→ **TASK DESCRIPTION**:
Reproduce the records below from the line with "Please point out the cobblestone pavement" to the line with "Please point out the sky", both included, keeping the requests unchanged. Multiply every coordinate in the answers by 2.55 and round each to a whole number, rounding halves up.

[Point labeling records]
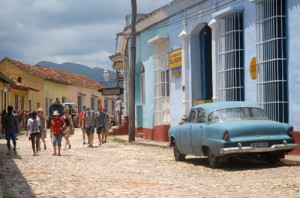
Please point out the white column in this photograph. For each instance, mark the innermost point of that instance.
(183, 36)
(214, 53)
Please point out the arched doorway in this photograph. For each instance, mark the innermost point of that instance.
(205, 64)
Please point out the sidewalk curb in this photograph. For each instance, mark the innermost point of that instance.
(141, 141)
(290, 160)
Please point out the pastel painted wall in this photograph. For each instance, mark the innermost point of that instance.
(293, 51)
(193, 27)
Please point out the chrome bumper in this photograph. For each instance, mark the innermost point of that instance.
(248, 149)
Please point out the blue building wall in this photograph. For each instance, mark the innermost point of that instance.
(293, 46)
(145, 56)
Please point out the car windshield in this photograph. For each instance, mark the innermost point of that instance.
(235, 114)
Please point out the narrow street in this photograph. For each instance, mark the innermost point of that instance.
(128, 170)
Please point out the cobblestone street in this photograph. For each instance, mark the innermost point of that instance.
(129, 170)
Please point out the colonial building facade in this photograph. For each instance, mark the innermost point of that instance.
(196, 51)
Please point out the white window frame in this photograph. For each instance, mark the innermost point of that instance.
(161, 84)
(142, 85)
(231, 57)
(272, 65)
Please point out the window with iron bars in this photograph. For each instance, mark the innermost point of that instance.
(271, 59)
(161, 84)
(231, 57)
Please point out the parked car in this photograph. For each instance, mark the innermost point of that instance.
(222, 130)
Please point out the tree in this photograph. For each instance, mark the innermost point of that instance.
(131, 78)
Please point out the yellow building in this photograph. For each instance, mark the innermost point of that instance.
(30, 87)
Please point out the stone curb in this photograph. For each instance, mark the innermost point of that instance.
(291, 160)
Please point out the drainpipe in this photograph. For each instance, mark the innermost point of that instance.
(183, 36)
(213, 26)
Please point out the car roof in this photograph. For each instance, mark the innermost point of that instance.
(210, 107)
...
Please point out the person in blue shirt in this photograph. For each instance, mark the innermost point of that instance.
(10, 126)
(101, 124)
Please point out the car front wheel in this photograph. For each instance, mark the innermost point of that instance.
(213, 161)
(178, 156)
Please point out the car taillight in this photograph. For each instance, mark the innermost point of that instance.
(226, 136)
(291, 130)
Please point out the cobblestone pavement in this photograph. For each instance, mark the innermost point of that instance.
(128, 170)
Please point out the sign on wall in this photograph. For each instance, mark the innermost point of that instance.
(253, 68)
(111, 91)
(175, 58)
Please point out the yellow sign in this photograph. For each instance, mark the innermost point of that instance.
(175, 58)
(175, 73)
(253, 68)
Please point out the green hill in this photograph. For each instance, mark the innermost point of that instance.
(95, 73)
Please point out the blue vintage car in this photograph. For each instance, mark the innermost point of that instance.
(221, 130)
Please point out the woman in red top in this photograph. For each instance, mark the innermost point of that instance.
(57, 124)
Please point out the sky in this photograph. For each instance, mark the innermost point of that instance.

→ **TASK OUTPUT**:
Please point out the cobblestone pavement in this photograph. For each instance, mark the innermost point of that instance.
(326, 434)
Please point out the sign on wall in this photograph. For each instance, mark the innermost point of that instance.
(645, 173)
(283, 232)
(446, 148)
Please point out the yellow sign in this photograph. For each instance, mark the innermost point of that instance.
(446, 148)
(446, 186)
(645, 173)
Please point out the green hill in this photograph. For each instance, mark the innermost point of that instance.
(242, 186)
Please point out the blue vintage car in this photograph. For each instance, mark the innermost point of that instance.
(564, 332)
Please point out the woman in red top in this photograph. For each instance, mark the innermost point of that instance.
(145, 316)
Please point out the sky in this photograph. For each instance, mark the innermost point of that instance.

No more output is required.